Starting from the line that contains "Confirm every instance of the green stem", reproduce each line exactly through the end of the material, and include no other lines.

(Excerpts of pointing data)
··········

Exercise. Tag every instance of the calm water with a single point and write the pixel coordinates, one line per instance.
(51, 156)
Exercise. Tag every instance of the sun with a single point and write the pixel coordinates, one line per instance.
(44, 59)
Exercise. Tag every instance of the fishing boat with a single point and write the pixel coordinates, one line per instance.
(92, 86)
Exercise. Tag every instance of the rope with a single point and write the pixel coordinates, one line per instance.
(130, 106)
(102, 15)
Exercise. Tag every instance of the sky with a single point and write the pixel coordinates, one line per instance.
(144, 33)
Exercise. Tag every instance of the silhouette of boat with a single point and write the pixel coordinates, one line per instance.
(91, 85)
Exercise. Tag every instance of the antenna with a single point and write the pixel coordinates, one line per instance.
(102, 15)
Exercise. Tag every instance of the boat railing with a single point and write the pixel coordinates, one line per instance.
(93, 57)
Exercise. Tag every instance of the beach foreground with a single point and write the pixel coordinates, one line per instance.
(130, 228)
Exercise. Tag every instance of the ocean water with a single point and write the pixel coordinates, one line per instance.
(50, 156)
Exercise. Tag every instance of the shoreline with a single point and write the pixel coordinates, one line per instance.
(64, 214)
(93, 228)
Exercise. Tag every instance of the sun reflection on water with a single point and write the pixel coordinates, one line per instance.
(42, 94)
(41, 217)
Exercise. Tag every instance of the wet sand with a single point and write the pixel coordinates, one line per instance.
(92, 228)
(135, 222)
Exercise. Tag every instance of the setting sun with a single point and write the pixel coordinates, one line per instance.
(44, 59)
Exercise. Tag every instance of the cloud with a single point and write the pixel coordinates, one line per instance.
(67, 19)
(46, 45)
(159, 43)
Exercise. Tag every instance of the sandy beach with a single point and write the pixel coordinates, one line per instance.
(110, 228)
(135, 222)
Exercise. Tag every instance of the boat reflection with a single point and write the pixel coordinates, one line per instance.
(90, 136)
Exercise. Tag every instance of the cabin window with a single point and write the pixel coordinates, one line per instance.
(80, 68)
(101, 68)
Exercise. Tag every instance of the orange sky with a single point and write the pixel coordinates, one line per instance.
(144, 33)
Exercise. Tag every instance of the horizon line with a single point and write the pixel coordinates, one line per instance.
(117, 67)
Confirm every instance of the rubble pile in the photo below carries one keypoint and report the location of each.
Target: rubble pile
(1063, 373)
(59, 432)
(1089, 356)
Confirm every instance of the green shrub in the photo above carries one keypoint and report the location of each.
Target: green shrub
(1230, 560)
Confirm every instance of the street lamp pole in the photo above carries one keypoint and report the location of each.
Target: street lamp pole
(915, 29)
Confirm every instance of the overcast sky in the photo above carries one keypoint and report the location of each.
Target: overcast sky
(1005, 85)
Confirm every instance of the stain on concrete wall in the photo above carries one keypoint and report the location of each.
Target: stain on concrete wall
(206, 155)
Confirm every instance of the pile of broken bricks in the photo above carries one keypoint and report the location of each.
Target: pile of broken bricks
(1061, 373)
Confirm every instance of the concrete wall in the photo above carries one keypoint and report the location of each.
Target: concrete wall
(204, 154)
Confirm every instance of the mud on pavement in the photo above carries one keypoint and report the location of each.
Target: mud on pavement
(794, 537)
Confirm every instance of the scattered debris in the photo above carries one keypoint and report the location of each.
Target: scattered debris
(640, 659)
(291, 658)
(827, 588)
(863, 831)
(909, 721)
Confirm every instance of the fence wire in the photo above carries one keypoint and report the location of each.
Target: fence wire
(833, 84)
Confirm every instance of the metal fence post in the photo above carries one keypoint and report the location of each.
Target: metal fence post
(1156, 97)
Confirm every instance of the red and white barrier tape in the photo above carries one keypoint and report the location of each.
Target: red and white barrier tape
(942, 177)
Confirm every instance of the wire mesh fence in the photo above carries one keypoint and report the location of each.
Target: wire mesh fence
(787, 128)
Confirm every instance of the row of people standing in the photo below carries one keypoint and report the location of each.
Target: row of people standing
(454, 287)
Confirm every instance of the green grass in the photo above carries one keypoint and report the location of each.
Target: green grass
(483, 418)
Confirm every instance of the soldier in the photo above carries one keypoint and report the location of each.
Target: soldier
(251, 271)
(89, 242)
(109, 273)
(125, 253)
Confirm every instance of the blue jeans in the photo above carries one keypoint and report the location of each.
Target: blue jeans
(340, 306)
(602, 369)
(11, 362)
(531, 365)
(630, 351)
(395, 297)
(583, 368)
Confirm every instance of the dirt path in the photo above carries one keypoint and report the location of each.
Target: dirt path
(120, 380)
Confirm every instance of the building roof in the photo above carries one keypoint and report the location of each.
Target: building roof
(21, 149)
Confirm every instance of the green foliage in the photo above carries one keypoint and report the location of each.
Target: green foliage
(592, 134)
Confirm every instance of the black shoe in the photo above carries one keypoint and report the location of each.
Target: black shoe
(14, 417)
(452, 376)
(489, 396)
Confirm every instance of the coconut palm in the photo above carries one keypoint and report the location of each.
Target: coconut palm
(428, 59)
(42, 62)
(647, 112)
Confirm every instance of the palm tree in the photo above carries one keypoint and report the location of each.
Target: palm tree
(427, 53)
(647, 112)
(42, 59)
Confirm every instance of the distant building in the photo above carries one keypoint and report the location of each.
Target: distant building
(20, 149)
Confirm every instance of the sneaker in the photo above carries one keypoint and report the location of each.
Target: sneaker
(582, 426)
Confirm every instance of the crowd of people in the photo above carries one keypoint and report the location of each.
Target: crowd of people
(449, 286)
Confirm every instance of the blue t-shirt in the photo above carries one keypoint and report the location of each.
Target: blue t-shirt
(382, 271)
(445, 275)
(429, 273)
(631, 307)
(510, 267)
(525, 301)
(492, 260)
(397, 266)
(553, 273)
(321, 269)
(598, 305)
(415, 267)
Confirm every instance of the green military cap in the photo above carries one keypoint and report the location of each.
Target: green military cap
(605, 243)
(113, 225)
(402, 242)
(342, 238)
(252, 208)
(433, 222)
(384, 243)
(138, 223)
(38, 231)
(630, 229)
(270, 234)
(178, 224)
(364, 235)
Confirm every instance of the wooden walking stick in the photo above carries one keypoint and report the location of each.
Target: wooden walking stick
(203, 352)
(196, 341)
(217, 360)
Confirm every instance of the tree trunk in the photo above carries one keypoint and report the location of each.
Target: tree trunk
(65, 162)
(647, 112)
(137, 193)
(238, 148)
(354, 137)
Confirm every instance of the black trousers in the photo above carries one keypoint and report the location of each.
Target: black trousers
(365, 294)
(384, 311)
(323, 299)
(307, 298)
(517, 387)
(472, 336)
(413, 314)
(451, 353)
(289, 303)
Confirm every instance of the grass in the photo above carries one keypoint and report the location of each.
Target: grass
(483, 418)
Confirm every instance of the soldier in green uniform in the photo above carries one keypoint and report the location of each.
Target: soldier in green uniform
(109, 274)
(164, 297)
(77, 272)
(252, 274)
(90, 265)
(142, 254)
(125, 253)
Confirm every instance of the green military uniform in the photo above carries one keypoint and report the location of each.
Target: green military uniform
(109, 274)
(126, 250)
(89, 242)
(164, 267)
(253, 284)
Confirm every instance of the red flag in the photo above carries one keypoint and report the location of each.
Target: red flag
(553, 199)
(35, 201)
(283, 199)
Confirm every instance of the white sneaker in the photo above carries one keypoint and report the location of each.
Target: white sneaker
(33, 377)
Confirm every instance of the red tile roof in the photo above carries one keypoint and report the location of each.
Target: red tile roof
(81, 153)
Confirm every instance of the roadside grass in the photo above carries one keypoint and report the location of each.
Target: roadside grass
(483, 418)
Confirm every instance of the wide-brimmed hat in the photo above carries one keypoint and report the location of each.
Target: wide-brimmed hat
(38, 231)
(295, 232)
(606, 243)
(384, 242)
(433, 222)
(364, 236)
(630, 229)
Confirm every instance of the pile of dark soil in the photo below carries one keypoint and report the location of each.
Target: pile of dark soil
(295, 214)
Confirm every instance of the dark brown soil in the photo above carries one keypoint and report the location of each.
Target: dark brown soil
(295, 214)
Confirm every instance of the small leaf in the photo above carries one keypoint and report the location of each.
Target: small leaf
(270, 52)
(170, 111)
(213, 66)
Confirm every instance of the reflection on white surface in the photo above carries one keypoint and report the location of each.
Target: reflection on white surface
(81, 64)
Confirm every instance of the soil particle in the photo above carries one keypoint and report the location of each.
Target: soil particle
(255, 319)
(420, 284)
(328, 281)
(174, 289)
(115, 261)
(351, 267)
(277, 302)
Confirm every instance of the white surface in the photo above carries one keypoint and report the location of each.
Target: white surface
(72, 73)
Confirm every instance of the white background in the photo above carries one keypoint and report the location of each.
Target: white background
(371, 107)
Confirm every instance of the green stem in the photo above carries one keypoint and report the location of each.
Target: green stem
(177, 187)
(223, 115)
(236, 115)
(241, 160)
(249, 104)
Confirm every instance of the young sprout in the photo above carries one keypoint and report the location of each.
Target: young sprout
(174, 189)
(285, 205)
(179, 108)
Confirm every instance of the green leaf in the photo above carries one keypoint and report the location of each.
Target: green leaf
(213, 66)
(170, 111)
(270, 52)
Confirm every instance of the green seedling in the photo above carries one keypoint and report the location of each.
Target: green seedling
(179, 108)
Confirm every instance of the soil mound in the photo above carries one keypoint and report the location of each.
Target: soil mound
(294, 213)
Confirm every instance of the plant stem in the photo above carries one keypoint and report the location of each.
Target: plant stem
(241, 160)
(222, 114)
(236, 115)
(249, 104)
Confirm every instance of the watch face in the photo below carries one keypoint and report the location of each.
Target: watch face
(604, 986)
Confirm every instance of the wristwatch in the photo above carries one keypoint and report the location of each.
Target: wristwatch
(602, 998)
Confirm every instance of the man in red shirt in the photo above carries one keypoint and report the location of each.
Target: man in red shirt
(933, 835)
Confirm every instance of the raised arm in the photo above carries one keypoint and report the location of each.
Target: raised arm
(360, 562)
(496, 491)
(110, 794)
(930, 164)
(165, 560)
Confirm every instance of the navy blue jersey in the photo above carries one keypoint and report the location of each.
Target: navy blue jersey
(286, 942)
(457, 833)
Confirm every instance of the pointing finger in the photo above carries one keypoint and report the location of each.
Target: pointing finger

··········

FINISHED ANSWER:
Confirm every instance of the green stem in the photo above carries one keypoint and report the location of each.
Target: green stem
(177, 187)
(223, 115)
(236, 115)
(241, 160)
(249, 104)
Confirm every instance of the young sprout in the photo above carries one keypoint and report the location of each.
Target: young sprout
(174, 189)
(285, 205)
(179, 108)
Confirm every instance of the green leaf in the photo above carries one keypoint and report the location of each.
Target: green leaf
(213, 66)
(170, 111)
(270, 52)
Confirm every instance of the green seedling in the photo above carries one keypoint and report the location of each.
Target: green seedling
(179, 108)
Confirm every instance of the soil mound in the photo above carries one keypoint and report the location of each.
Target: soil mound
(294, 213)
Confirm every instance of the plant stem in the photo above carries one keypoint and report the location of each.
Target: plant stem
(241, 160)
(222, 114)
(236, 115)
(249, 104)
Confirm every instance of the watch face in the photo below carries one keypoint and report the location of each.
Target: watch face
(604, 986)
Confirm every instance of the wristwatch in the photo above carries one keypoint and report the location of each.
Target: wristwatch
(602, 998)
Confirm every instance of the man in red shirt in the photo above carries one keypoint and report the location of each.
Target: man in red shirt
(933, 835)
Confirm every instance of the raised arm in the photo above carries one keypoint and report the location of each.
Target: raised arm
(360, 562)
(496, 491)
(110, 794)
(930, 164)
(165, 560)
Confirm every instance of the navy blue jersey in the photo above carries one keypoint and report the location of each.
Target: navy blue jersey
(286, 942)
(457, 833)
Confirm every instance of the pointing finger in the photo above carries one keypoint and report the location of each.
Target: pointing finger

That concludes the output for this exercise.